Objetivo 1 -> Extraia da listagem todas as linhas que contêm a palavra "blue", distinguindo maiúsculas de minúsculas.

Excerto do documento ->
À frente de uma das maiores operações de peças e logística do país, com um cargo de destaque na DPAI, e também na direção da FIGIEFA (Federação Europeia do Aftermarket), Joaquim Candeias é uma referência no setor do pós-venda automóvel em Portugal. Impossibilitado de estar presente na Mesa Redonda que assinalou os 20 anos do Jornal das Oficinas, devido a compromissos previamente assumidos, mostra-nos aqui a sua perspetiva sobre os altos e baixos do aftermarket independente ao longo das últimas décadas.

“A ACAP acompanha a nossa Divisão”
Já lá vão os tempos em que a DPAI “não tinha um grande peso e não era muito considerada”, diz-nos Joaquim Candeias, que nota que hoje, “a DPAI tem vindo a enaltecer o próprio setor com atividades de várias comissões executivas onde envolve muitos empresários. Começamos a trabalhar em estatísticas de mercado, posicionamentos, tendências, mas isso leva algum tempo porque é muita gente e cada um pensa de sua maneira. Por isso a DPAI anda a uma velocidade um bocadinho mais lenta do que o próprio negócio em si, mas ACAP tem vindo a funcionar bem e a acompanhar cada vez mais a nossa Divisão”. A nível europeu, a DPAI tem um papel ativo através da FIGIEFA e, segundo Joaquim Candeias, “é a única associação que defende o nosso setor adequadamente em temas como MVBER, que nos traz a oportunidade de negócio dentro da legislação europeia, para que o setor de pós-venda na totalidade possa subsistir e continuar a concorrer no mercado com condições idênticas”.

Objetivo 2 ->
Responda às seguintes perguntas com base no excerto do documento.
(a) De que federação europeia Joaquim Candeias faz parte da direção?
(b) Que motivo impediu Joaquim Candeias de estar presente na Mesa Redonda dos 20 anos do Jornal das Oficinas?
(c) Em que temas a DPAI começou a trabalhar?

Registos contidos num conjunto de dados ->
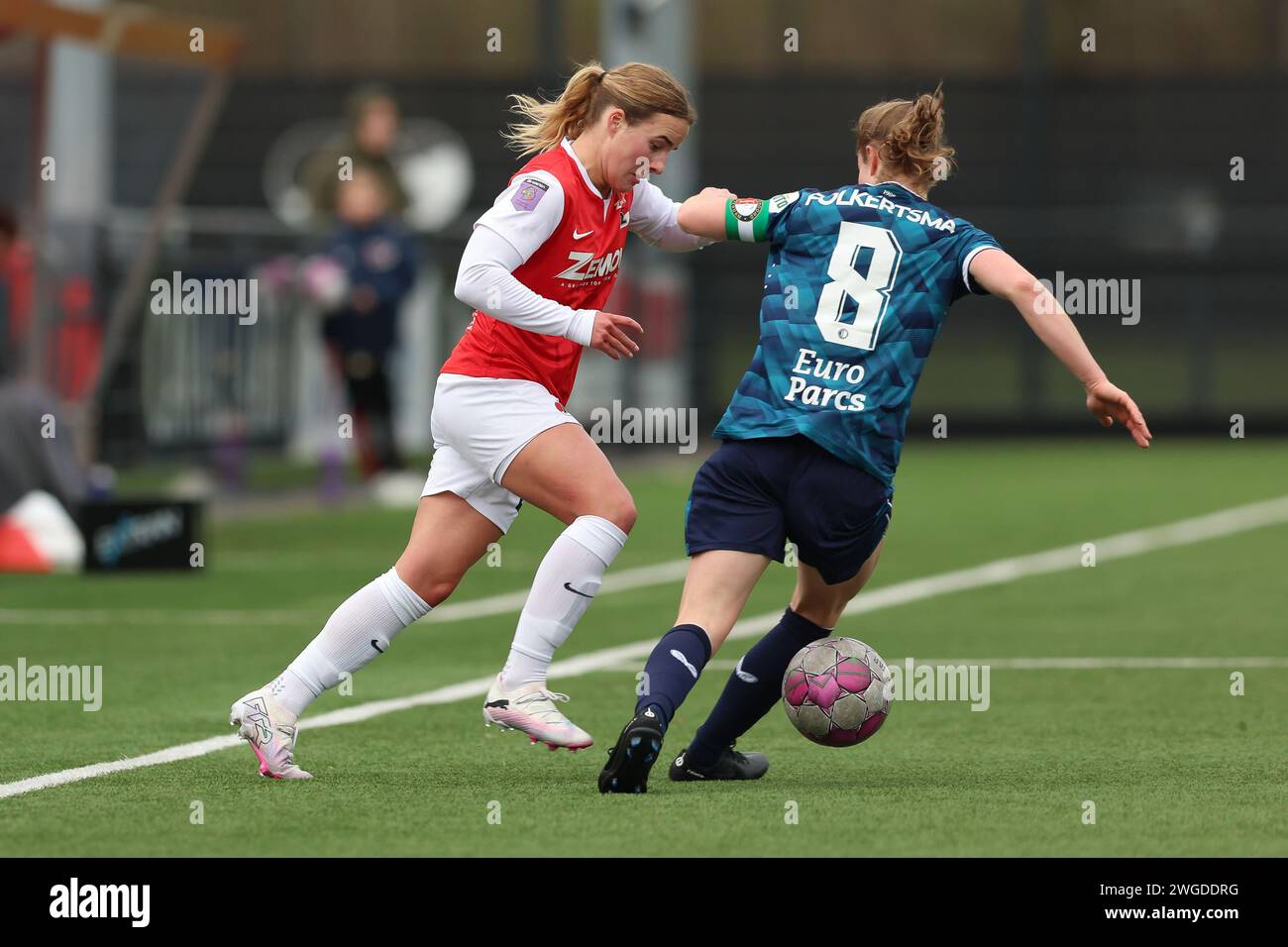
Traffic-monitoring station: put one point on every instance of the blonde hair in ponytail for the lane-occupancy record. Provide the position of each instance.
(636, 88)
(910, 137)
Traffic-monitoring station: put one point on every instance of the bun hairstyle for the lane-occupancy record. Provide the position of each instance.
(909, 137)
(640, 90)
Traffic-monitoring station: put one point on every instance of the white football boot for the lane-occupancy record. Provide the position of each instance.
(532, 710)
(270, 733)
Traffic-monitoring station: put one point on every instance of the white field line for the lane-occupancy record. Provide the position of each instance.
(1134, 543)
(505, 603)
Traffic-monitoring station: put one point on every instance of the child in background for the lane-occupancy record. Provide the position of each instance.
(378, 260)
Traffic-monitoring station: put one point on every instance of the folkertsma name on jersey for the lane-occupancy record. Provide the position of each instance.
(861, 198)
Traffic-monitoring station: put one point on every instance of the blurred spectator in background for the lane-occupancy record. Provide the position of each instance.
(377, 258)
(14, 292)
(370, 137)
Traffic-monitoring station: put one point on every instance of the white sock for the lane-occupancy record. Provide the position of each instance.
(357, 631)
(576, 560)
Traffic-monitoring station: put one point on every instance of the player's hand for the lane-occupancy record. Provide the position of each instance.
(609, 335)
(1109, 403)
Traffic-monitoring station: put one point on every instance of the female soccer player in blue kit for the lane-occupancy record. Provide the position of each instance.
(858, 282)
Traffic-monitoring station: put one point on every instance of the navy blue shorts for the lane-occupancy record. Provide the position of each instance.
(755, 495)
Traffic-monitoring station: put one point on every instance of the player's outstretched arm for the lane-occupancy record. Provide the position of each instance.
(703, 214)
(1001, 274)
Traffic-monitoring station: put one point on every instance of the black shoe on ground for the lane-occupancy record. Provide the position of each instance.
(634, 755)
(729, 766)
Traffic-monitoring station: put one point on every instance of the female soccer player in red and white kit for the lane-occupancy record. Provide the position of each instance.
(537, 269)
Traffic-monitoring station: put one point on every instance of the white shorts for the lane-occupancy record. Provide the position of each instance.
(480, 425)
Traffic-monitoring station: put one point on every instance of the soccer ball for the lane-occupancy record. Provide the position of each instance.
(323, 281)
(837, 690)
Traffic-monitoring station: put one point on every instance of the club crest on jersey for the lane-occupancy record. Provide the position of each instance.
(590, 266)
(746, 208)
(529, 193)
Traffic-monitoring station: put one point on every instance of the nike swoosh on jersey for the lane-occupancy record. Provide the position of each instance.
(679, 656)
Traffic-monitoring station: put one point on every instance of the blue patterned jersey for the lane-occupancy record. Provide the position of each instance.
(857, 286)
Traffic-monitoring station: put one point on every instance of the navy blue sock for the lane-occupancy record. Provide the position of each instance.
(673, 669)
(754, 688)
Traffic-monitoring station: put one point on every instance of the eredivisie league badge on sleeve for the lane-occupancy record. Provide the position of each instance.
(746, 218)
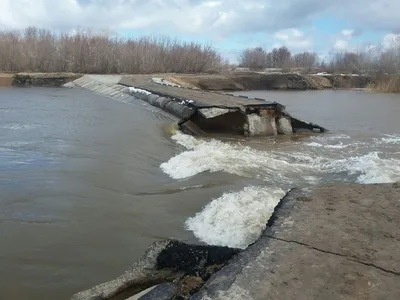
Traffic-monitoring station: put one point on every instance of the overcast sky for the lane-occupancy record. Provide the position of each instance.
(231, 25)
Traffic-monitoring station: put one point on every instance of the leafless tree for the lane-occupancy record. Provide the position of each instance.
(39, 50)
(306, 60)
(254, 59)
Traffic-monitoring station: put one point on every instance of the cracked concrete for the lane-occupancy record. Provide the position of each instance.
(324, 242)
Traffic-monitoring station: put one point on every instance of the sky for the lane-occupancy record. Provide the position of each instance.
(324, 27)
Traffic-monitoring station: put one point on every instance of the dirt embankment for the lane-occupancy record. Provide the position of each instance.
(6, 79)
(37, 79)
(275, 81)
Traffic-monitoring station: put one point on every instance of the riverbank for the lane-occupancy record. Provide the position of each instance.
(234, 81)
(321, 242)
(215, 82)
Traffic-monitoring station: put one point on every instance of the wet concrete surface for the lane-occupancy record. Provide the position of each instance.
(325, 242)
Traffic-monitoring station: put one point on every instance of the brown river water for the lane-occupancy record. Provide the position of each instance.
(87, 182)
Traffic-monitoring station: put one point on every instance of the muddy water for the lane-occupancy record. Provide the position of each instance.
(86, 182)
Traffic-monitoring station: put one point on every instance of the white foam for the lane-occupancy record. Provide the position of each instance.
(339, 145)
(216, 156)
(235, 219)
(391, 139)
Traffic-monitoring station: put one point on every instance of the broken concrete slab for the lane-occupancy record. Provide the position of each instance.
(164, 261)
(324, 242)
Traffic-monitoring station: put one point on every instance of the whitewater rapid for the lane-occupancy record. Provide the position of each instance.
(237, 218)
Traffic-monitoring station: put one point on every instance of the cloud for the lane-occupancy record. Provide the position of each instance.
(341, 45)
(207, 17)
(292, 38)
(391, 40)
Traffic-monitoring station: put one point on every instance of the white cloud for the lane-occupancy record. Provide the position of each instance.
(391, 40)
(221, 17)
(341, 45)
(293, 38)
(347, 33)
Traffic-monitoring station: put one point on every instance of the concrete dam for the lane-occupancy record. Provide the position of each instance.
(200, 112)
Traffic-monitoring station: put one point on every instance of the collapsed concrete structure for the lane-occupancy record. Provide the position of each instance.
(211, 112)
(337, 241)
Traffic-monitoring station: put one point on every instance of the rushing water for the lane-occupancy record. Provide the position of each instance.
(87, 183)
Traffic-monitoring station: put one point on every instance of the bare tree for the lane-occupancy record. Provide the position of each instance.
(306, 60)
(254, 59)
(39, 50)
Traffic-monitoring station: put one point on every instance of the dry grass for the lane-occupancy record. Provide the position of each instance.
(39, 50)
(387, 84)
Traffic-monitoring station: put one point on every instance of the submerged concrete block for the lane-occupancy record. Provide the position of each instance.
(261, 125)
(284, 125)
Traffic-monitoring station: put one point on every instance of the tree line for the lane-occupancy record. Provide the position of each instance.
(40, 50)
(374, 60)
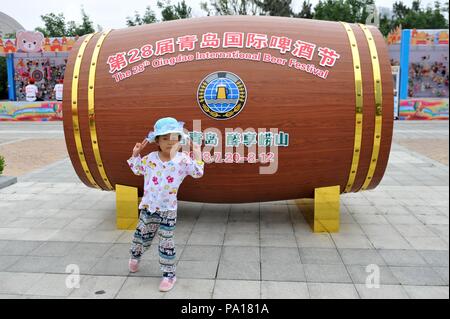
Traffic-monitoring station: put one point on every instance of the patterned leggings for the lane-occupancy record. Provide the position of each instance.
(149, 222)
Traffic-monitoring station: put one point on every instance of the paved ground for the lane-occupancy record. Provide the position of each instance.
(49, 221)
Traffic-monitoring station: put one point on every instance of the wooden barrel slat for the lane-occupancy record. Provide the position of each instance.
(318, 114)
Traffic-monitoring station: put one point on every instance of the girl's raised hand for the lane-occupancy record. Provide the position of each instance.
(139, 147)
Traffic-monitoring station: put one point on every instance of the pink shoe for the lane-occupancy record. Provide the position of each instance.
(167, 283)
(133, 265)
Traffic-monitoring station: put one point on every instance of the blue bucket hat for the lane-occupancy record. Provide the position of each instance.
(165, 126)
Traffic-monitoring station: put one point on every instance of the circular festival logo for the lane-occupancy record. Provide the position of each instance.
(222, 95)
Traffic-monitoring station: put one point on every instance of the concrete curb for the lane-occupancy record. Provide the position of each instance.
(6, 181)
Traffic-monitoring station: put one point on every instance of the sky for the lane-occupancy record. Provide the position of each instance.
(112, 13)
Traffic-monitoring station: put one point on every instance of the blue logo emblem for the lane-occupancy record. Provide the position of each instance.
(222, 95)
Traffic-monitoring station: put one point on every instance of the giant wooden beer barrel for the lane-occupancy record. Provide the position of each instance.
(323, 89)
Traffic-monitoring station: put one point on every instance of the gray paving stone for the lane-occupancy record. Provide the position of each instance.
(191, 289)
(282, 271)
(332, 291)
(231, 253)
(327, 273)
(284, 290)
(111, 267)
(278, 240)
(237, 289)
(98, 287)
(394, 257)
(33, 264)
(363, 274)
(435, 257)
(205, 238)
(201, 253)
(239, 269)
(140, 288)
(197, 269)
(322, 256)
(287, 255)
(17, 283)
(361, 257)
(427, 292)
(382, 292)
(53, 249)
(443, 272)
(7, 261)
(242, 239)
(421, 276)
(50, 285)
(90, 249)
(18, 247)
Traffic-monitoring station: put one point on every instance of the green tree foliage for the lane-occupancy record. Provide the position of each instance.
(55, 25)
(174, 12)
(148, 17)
...
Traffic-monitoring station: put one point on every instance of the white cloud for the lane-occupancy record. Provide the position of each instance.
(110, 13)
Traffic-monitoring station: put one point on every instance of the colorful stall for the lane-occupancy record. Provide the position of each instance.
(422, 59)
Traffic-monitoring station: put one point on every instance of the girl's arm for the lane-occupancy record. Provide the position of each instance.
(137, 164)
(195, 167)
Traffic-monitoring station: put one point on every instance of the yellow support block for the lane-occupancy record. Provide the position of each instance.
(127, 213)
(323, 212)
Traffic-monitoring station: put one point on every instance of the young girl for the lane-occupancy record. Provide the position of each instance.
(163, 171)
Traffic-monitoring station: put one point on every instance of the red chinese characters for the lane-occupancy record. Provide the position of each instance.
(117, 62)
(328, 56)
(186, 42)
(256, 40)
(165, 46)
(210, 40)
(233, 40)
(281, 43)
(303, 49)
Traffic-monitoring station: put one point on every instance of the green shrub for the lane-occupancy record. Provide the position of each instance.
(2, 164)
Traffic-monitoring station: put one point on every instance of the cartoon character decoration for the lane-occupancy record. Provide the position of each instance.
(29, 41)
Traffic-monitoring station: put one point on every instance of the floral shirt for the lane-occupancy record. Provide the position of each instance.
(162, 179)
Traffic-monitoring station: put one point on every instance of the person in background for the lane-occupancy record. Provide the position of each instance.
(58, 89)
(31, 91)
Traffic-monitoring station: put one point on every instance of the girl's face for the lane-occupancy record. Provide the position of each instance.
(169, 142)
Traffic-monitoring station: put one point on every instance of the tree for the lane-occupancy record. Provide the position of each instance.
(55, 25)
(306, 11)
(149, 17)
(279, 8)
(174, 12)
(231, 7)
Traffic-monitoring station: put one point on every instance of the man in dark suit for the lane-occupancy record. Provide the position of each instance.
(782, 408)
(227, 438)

Resolução 1 ->
Traffic-monitoring station: put one point on every instance of the female soccer player in blue kit for the lane-occupancy record. Provide the position of each instance.
Traffic-monitoring station: put one point on every instance of the navy blue shorts for the lane-occupancy record. Provide the position of each instance.
Traffic-monitoring station: put one point on every instance of the blue patterned jersey for the lane-occupancy record. Provide the position of each instance.
Traffic-monitoring station: put one point on every instance of the navy blue sock for the lane-occupancy record. Provide the position of each instance.
Traffic-monitoring station: put one point on every instance of the blue bucket hat for the lane-occupancy record. Provide the position of each instance.
Traffic-monitoring station: put one point on every instance of the blue logo emblem for the lane-occupancy record. Provide the position of each instance.

Resolução 2 ->
(a) FIGIEFA (Federação Europeia do Aftermarket).
(b) Compromissos previamente assumidos.
(c) Estatísticas de mercado, posicionamentos e tendências.